- [Excerpt provided]:
The invention relates in general to munitions and, in particular, to large caliber gun tubes, such as cannons.
Bore evacuators may be used on large caliber cannons. Bore evacuators may be used to remove propellant gases from the gun bore of the cannon after firing. The gun may be attached to a vehicle that may be manned. The rear of the gun may include a breech. The breech may be located inside a crew compartment. Flash-back in the crew compartment may be a hazard. Exposure of the crew to toxic propellant gases may be a hazard.
Some bore evacuator systems may use a reservoir to store high pressure propellant gases. Ports or nozzles may be located in the gun tube to charge and discharge the reservoir. The gun may include a means to quickly open the breech of the gun. The breech may be opened shortly after firing the gun, on return of the gun to battery.
A bore evacuator may use an ejector principle. The reservoir may be charged with high pressure gas as soon as the projectile passes the ports in the gun tube. When pressure in the gun tube falls below the pressure in the reservoir, the high pressure gas may begin to exit the reservoir through the ports in the gun tube. Gas may begin exiting the reservoir about 20 to 50 milliseconds after firing of the gun. As the gas flow begins to exit the ports, the breech of the gun may not be open.
At approximately 500 milliseconds after firing the gun, the breech may be opened. The breech may be opened by an automatic action as the gun returns to battery. As a result of the breech not opening for about 400-500 milliseconds after gas begins to flow out of the reservoir, no fresh air may be drawn into the gun tube. As a result, no propellant gases may be expended from the gun tube. The ports between the gun tube and the reservoir may not provide an ejector action to the propellant gases. The lack of ejector action may be because the pressure difference or suction provided by the ports may not be equalized by drawing fresh air in the gun tube.
When the breech does open, most of the gas may have been exhausted from the reservoir. What little gas pressure remains in the reservoir may then be used to provide ejector action to the gases in the gun tube. As the gas stored in the reservoir flows from the reservoir through the ports and into the gun tube, the stored gas may entrain the propellant gas inside the gun tube and push the propellant gas out of the muzzle end of the tube. As a result, fresh air may be drawn into the gun tube through the open breech. A known ejector system used in a bore evacuator may draw about 10 to 15 times as much gas through the gun tube as the amount of stored gas that may be injected from the reservoir through the ports in the side of the gun tube. Because of the ejector mechanism, bore evacuators may be an efficient mechanism to evacuate propellant gases from a gun bore.

- [Required work]:
- A) Summarize the passage on bore evacuators in two sentences.
- B) Resume the passage on bore evacuators right after its final sentence.
The records have no connection to the passage on bore evacuators.

- [Extracted records]:
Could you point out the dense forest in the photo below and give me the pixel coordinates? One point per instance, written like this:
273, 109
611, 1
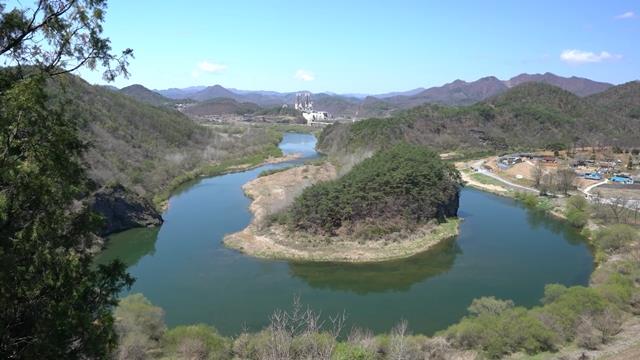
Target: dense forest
145, 147
531, 115
395, 189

- [List of answers]:
- A) Bore evacuators on large caliber cannons may use a reservoir charged with high-pressure propellant gas through ports in the gun tube, and that gas may begin exiting back through the ports about 20 to 50 milliseconds after firing, while the breech is still closed. Because the breech may not open until about 500 milliseconds after firing, no ejector action may occur before then, but once it opens, the remaining stored gas may entrain the propellant gas, push it out of the muzzle, and draw fresh air in through the breech.

- B)
Because of the long delay of about 400-500 milliseconds between when the stored gas begins to flow from the reservoir and when the breech opens, various methods for improving the performance of bore evacuators have been tried. One method may be to increase the reservoir size such that a sufficient amount of stored gas remains in the reservoir when the breech is opened. Using this method, bore evacuators may be significantly oversized.
Another method may be to provide a larger intake port cross-sectional area into the reservoir compared to the discharge port cross-sectional area out of the reservoir. Intake port cross-sectional area may be increased by adding more charging ports that contain check valves.
Another approach may be to use a small high pressure chamber that has a check valve connected to a low pressure chamber. The intake charging ports may be connected to the high pressure chamber and the discharge ports may be connected to the low pressure chamber. As a result, a higher charge volume and/or mass may be obtained for a given discharge port charge area. The higher charge volume or mass may provide a higher pressure at the discharge ports during discharge of the evacuator.
An important factor may be the ratio of the total cross-sectional area of the charge ports to the total cross-sectional area of the discharge ports. As that ratio increases, the amount of discharge time may also increase. Simply increasing the volume of the stored gas may not be effective if the total cross-sectional discharge area is large.
Large caliber guns may operate with vastly differing propellant charges. A single artillery weapon may use different charge configurations. As a result, the bore evacuator may need to function properly over a wide range of charge pressures. Typically, the bore evacuator may be significantly over-designed to properly function at both low and high charge pressures. Thus, bore evacuators may be rather large and heavy devices.
A need exists for a bore evacuator that may be of a small volume, while providing effective bore evacuation of the gun.